Selected text:
++++++++++++++++++++

Only recently, and unnoticed by the majority of the scientific community the full impact of the genome projects in toto has become obvious. Whereas most researchers - and rightly so - are mainly concerned with the new possibilities to learn about genetically-caused diseases, about the transcription process, to understand the details of the organisation of genetic information the real new holy grail of research in the 21st century slowly comes into focus, so far mainly for the scientists in the field of bioinformatics: The simulation of whole cells, whole cell clusters, whole organs, whole organisms.
The direction is obvious, but the paths and necessary first steps have to be decided upon now. In order to simulate cells one has to (1) know the molecules involved, (2) understand the interactions between them on an atomic level (e.g. enzyme/substrate, DNA/protein, structural proteins, etc., etc.), (3) have the information on their function on a phenomenological level (metabolic paths, regulatory information transmission, etc.)
An urgently needed prerequisite for this whole new scientific approach, characterized by a holistic view on the biochemistry of the cell, is the existence of suitable information systems that deliver the parameters for the simulations and include the information to reconstructs paths and networks. This will create a totally new way of biochemical research. The traditional identification and characterization of the respective biochemist's pet (may it be a small natural compound, a protein, the ribosome, etc.), taking place in vitro on a singular item of his/her interest the future research requires (1) standards, (2) parallelization, (3) in vivo information. The tools required have been and are being developed by people working in the field of proteomics, nanotechnology, etc. (DNA chips, fluorescence techniques, etc.). The task is to collect the data for the holistic description of a cell function on different levels of detail.

++++++++++++++++++++

(Natural-language object grounding data)

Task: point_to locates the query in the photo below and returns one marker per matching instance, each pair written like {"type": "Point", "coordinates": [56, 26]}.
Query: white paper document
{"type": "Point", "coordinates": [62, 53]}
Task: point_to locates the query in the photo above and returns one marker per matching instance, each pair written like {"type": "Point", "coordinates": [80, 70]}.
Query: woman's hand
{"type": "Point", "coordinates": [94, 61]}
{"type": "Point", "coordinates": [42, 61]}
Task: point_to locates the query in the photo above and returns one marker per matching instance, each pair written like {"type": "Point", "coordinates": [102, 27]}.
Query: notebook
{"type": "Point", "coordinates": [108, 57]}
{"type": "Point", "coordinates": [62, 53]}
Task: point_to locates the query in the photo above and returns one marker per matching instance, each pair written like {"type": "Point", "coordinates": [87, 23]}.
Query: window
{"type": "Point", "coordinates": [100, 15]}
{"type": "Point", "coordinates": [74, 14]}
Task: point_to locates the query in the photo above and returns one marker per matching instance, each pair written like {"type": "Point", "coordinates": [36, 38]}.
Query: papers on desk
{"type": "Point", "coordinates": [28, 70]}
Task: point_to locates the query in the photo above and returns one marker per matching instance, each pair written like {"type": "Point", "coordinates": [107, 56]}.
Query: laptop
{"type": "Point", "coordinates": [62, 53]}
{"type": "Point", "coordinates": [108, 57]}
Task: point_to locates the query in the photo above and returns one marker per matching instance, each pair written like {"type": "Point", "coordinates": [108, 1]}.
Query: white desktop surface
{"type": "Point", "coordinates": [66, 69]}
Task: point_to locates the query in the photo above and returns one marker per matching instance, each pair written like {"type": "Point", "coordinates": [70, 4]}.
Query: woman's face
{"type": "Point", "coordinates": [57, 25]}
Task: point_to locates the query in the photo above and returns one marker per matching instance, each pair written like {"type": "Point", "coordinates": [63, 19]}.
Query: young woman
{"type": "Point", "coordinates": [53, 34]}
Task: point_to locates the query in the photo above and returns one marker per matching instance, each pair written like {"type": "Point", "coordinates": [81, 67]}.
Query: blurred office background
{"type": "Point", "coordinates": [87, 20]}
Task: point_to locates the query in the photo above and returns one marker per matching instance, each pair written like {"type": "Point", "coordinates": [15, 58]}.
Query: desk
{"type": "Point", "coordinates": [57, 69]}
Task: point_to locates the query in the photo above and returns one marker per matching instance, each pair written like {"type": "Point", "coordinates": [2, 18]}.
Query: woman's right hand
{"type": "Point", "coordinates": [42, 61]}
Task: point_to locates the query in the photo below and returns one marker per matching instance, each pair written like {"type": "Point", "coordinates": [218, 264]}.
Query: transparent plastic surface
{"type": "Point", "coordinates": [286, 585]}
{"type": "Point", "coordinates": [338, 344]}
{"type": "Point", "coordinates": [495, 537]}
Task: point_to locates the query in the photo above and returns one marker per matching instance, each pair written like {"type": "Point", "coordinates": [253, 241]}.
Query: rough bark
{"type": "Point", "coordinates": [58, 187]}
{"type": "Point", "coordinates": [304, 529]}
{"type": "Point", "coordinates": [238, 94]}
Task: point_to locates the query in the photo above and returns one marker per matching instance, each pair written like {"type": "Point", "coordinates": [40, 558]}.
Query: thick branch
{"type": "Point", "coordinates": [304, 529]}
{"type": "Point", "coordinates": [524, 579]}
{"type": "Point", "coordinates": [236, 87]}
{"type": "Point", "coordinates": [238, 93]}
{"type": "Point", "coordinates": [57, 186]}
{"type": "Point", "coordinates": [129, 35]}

++++++++++++++++++++

Problem 1:
In the text on cell simulation, list everything named after "The simulation of" as a target of simulation.
Problem 2:
Continue the text on cell simulation from the point where it stops.

Task output 1:
whole cells, whole cell clusters, whole organs, whole organisms

Task output 2:
In addition to the developments of the necessary algorithms and tools bioinformatics will have the task to drive experimental research. This includes - in addition to the presently discussed areas of structural and functional genomics, protein and RNA structure prediction, molecular docking, the identification of targets for biochemical research (which proteins have to be knocked-out or modified in cells or cell cultures, which results of this process have to be measured (changes in expression of any number of proteins, changes in the metabolism, etc.).
What has become obvious now is that the same processes of information collection and verification that have been and are reasonably successful applied in the genome sequencing projects have to be established for the coming functional and cell-characterization data, this being much more difficult than for sequences. Whereas a given sequence is either correct or incorrect, functional information can be correct and still be meaningless. What is worse, it can be correct, meaningful and still be not suitable for the simulations.
Although this is evident for all classes of proteins it becomes especially complicated in the field of enzyme information. For the metabolic part of the future cell information system BRENDA represents the most comprehensive data system available world-wide. Data collection and data verifiation including integration and comparison of different organisms is here especially complicated despite the fact that one century of enzyme research has delivered a wealth of - unfortunately widely scattered and unsystematic - data.
The field of metabolic information will be used as an example to state future necessities.